# WORK REQUIRED:
The answer must restate the listing word for word, without its images.
(MATERIAL FOR THIS TASK begins)
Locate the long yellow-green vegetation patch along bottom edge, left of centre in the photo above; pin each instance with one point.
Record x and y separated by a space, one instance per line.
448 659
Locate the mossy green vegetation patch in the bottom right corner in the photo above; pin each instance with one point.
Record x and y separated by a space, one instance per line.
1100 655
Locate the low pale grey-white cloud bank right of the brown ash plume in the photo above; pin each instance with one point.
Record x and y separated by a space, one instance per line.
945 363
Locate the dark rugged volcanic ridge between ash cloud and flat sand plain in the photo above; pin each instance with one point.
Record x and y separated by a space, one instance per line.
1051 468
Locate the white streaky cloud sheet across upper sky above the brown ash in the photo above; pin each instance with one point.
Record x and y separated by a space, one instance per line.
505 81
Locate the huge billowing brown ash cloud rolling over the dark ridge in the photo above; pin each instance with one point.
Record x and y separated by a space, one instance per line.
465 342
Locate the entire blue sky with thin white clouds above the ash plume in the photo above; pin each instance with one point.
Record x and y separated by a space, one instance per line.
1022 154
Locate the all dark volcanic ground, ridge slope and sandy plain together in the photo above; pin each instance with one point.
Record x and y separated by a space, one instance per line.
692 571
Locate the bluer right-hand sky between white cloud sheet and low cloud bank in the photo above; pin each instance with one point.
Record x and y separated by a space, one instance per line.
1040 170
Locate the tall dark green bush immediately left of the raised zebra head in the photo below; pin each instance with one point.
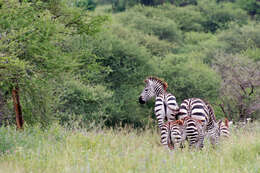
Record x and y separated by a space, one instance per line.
129 64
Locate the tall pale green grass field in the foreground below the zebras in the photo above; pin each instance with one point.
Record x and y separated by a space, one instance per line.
121 151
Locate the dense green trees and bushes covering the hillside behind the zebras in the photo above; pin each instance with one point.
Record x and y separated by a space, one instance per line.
84 61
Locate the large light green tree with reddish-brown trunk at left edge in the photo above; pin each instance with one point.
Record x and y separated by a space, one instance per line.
35 52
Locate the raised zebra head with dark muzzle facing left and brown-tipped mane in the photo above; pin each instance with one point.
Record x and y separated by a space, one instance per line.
154 86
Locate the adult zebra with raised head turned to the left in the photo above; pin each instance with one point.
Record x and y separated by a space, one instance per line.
166 106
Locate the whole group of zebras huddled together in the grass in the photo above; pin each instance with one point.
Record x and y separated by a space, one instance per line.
192 121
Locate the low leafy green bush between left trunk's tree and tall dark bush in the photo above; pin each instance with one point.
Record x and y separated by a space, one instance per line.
84 103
(MATERIAL FOR THIS TASK ends)
# WRITTEN ANSWER:
Locate the long yellow-green vegetation patch along bottom edge, left of centre in the photo above; pin each instance with one point.
Record x and y separated by a space, one instance per line.
448 659
Locate the mossy green vegetation patch in the bottom right corner in the photo above; pin each instance with one point.
Record x and y separated by a space, one instance per line.
1100 655
Locate the low pale grey-white cloud bank right of the brown ash plume in the photo above; pin each instance with one point.
Record x and y separated by a space, one instance per line.
945 363
Locate the dark rugged volcanic ridge between ash cloud and flat sand plain in the photo above; pin each instance with one point.
Record x and y separated by a space, one instance per line.
1051 468
Locate the white streaky cloud sheet across upper sky above the brown ash in the photo above; pin each instance with one point.
Record x and y separated by a space, one instance per line.
505 81
Locate the huge billowing brown ash cloud rolling over the dark ridge in the photo above; pin each instance with one point.
Record x and y separated by a space, one instance per line.
465 342
Locate the entire blue sky with thin white clouds above the ash plume in the photo above; pin each instance with one point.
Record x and y separated by a space, one instance per line.
1022 154
Locate the all dark volcanic ground, ridge slope and sandy plain together in the photo above; pin each instance with one point.
Record x and y separated by a space, one instance per line.
692 571
Locate the bluer right-hand sky between white cloud sheet and low cloud bank in the photo above; pin each instance with one point.
Record x and y separated by a space, one instance per line.
1040 170
Locate the tall dark green bush immediately left of the raised zebra head in the photo below; pin each instance with one point.
Record x and y separated by a space, one instance per line.
129 64
Locate the tall pale green grass field in the foreground below the zebras in the photo above; pin each instance with one point.
Record x and y separated by a space, one instance per line.
121 151
Locate the dense green trees and bushes covering the hillside behind the zebras in the photo above; pin each instance with one point.
Record x and y separated by a space, one instance per line.
84 61
Locate the large light green tree with reddish-brown trunk at left edge in the photo above; pin each instance with one point.
Record x and y separated by a space, one instance per line.
35 52
Locate the raised zebra head with dark muzzle facing left and brown-tipped mane in the photo above; pin each instance with one point.
Record x and y separated by a space, one instance per line.
154 86
Locate the adult zebra with raised head turned to the left in the photo above; pin each instance with one point.
Record x and y separated by a space, one instance per line.
166 106
Locate the whole group of zebras huddled together in the grass in the photo above; pin each instance with one point.
Record x and y separated by a space, one instance per line.
192 121
Locate the low leafy green bush between left trunk's tree and tall dark bush in the photo above; pin each instance with one point.
Record x and y separated by a space, one instance per line.
84 103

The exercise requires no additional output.